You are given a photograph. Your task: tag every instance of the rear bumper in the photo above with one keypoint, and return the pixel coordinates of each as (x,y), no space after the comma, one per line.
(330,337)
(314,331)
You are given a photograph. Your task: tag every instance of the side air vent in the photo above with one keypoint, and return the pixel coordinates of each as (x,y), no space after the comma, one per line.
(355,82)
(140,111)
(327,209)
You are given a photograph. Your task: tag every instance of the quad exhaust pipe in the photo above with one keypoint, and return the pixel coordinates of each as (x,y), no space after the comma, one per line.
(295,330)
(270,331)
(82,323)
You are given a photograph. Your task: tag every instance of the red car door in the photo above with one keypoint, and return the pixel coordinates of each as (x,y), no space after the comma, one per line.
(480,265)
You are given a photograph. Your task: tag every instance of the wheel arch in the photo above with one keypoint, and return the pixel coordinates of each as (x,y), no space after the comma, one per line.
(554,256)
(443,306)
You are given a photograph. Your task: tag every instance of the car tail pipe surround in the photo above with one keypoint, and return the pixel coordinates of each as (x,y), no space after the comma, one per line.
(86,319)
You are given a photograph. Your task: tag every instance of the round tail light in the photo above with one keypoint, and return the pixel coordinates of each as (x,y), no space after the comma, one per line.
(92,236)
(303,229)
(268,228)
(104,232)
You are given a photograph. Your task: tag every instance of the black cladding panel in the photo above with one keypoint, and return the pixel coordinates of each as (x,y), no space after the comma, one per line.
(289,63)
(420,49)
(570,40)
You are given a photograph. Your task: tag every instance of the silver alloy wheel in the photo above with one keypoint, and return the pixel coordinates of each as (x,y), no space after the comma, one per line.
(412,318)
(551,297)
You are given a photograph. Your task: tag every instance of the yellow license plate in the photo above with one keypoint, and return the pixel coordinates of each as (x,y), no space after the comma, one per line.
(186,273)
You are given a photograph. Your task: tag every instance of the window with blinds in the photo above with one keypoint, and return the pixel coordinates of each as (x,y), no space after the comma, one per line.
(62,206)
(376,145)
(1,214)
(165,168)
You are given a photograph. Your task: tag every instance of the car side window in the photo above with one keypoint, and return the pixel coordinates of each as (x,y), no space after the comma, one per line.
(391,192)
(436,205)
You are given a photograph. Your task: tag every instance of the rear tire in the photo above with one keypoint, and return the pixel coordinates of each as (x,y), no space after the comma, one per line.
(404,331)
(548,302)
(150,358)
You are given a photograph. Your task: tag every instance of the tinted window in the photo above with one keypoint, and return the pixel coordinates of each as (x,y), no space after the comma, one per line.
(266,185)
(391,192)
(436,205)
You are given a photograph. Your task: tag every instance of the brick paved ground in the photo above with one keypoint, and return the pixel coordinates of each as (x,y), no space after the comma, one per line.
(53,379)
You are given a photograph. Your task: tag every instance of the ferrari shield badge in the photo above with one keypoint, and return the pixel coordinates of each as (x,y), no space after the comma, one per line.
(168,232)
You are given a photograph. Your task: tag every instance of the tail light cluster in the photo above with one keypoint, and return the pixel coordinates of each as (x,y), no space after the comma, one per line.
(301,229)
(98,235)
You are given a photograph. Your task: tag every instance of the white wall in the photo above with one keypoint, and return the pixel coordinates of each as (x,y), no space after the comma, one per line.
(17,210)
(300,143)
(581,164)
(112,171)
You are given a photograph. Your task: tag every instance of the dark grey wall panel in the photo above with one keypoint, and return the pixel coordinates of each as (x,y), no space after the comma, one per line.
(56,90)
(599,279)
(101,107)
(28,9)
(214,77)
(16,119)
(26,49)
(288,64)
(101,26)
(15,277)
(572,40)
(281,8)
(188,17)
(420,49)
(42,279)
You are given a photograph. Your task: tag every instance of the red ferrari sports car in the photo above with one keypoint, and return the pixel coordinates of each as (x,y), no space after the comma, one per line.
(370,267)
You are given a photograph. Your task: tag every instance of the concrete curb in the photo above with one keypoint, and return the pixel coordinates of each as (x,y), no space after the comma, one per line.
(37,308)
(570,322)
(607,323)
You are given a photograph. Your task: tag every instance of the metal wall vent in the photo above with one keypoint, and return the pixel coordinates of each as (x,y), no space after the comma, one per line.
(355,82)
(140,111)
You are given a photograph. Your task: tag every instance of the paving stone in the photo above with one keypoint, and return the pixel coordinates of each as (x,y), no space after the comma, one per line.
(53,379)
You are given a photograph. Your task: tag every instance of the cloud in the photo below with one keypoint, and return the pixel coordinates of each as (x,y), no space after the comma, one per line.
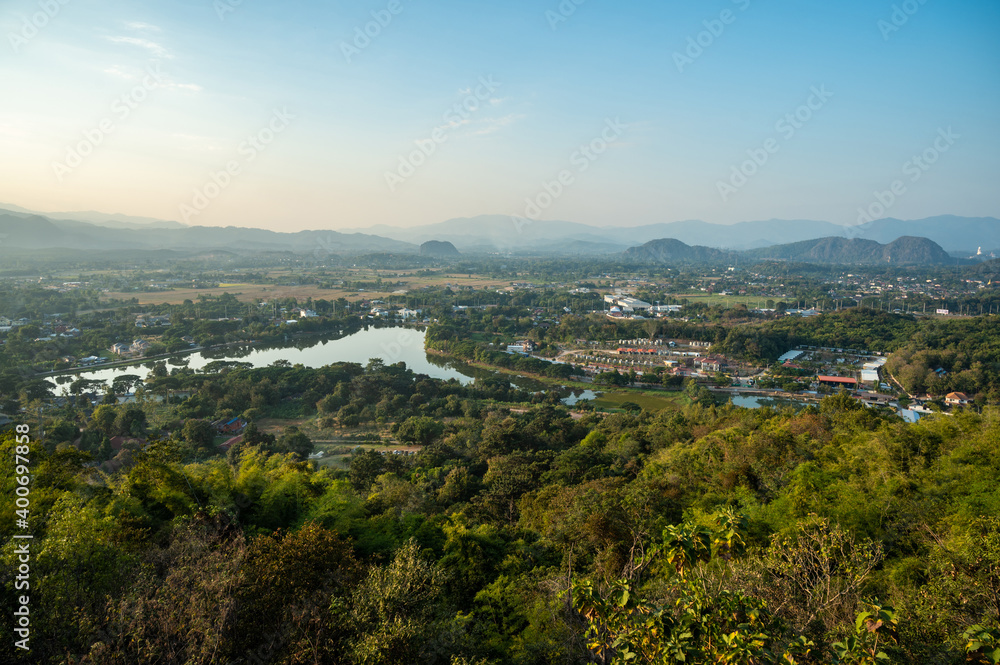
(156,49)
(492,125)
(119,72)
(139,26)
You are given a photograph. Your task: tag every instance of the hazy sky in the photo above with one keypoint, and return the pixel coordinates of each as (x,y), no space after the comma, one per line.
(647,111)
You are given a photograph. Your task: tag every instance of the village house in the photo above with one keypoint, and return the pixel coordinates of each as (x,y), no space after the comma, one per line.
(139,347)
(711,363)
(526,346)
(957,399)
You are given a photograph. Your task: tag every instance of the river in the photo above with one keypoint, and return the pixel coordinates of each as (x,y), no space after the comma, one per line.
(390,345)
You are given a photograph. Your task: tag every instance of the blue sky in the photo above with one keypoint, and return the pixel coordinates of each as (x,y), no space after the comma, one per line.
(142,108)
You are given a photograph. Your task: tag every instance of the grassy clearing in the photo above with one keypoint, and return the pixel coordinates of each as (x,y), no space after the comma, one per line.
(649,401)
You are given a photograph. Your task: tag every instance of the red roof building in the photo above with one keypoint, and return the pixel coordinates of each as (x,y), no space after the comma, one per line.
(837,381)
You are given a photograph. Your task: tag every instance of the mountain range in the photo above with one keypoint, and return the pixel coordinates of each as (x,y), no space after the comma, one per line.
(492,233)
(26,229)
(906,250)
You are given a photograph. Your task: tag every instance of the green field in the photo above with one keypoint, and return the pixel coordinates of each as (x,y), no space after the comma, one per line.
(649,401)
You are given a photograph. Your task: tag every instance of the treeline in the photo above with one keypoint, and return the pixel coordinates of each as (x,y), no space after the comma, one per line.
(858,328)
(712,534)
(953,355)
(448,341)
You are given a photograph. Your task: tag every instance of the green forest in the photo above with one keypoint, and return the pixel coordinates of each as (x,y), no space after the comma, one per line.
(519,533)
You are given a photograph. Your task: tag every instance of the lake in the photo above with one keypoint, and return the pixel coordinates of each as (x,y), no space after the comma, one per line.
(390,345)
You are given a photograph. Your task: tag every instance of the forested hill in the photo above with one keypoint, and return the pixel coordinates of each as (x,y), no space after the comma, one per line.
(515,536)
(833,250)
(906,250)
(857,328)
(669,250)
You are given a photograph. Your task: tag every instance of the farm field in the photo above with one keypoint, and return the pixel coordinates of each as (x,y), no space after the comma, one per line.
(648,401)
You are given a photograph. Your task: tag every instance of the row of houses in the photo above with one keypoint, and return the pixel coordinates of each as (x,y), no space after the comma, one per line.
(138,347)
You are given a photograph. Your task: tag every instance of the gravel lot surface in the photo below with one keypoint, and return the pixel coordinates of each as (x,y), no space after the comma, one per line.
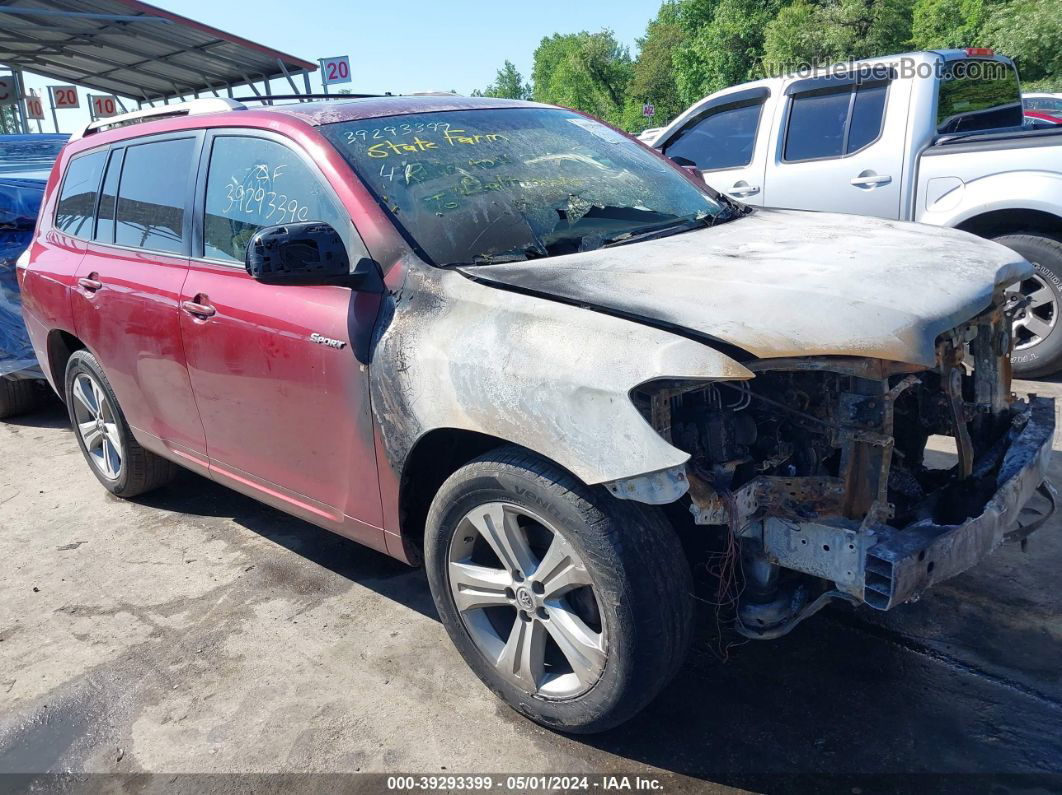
(194,631)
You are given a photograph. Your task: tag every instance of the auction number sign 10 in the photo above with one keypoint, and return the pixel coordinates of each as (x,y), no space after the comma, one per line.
(103,105)
(34,107)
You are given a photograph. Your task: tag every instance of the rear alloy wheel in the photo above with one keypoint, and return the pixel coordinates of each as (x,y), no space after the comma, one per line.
(572,606)
(95,420)
(116,459)
(1038,339)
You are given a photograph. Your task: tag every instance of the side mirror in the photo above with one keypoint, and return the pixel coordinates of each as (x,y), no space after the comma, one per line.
(695,172)
(307,253)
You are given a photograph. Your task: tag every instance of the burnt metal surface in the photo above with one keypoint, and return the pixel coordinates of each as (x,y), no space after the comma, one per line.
(860,513)
(906,562)
(781,283)
(555,379)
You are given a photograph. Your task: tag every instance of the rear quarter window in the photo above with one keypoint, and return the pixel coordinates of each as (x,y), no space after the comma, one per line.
(978,94)
(153,193)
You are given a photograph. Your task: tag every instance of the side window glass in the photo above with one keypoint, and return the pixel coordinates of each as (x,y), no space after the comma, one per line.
(817,125)
(721,140)
(254,183)
(153,193)
(108,197)
(78,200)
(868,115)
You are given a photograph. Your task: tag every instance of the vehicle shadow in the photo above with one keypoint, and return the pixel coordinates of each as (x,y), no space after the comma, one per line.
(51,413)
(197,496)
(864,700)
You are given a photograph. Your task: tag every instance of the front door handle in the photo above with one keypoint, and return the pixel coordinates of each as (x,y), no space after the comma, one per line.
(871,180)
(198,310)
(742,189)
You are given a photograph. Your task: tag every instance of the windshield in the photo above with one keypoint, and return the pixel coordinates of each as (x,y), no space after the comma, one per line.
(477,187)
(978,94)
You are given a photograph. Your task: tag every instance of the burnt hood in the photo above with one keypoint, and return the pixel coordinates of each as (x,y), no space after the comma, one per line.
(784,283)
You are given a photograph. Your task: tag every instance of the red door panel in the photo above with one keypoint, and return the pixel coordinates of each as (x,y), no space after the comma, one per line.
(283,413)
(131,322)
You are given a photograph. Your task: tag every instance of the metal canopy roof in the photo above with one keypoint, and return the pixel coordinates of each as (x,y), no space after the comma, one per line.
(133,49)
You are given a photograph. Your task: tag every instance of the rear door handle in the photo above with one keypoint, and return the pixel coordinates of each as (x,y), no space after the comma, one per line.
(199,311)
(871,180)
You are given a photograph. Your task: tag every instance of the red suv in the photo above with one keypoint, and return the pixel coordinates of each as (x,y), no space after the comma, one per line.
(513,343)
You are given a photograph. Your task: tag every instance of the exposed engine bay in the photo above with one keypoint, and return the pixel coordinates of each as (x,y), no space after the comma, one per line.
(817,468)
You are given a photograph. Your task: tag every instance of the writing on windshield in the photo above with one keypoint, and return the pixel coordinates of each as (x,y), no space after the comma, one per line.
(497,185)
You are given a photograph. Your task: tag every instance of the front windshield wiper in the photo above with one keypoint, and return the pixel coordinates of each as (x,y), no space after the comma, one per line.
(657,230)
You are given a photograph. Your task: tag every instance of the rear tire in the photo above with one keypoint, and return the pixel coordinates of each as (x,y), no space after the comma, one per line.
(1038,330)
(600,604)
(17,396)
(116,459)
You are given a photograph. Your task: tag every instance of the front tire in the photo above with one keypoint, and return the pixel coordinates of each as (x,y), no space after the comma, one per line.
(116,459)
(1038,330)
(570,605)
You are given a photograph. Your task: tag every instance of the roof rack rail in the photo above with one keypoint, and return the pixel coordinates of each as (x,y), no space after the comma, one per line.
(269,98)
(193,107)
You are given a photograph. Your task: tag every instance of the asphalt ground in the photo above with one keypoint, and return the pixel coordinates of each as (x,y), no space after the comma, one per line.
(197,632)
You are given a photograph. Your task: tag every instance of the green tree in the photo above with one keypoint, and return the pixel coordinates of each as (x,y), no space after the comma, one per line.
(509,84)
(819,33)
(726,50)
(946,23)
(1030,32)
(652,76)
(588,71)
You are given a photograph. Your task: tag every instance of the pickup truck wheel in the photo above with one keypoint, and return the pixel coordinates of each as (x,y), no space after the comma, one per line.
(570,605)
(1038,339)
(17,396)
(116,459)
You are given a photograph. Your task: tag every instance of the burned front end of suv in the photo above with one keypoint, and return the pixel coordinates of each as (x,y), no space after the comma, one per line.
(816,470)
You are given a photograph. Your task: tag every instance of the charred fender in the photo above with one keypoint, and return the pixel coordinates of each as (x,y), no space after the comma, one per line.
(553,378)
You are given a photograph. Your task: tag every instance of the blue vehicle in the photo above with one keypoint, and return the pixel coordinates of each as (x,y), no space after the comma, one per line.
(26,161)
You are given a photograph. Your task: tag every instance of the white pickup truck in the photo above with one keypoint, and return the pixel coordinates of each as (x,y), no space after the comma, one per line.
(934,137)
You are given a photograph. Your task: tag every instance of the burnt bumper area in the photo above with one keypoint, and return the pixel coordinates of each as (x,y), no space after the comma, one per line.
(904,562)
(815,471)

————

Work item: All lines from the one containing "the burnt bumper" through the final line of the records above are to be set down exactly, and no other line is to appear.

Exercise result:
You are given a photograph. Your task: tag every instance of the burnt bumper area in the photo above with one keypoint, and return the pixel coordinates of each as (x,y), no space after the comma, one per line.
(904,562)
(815,471)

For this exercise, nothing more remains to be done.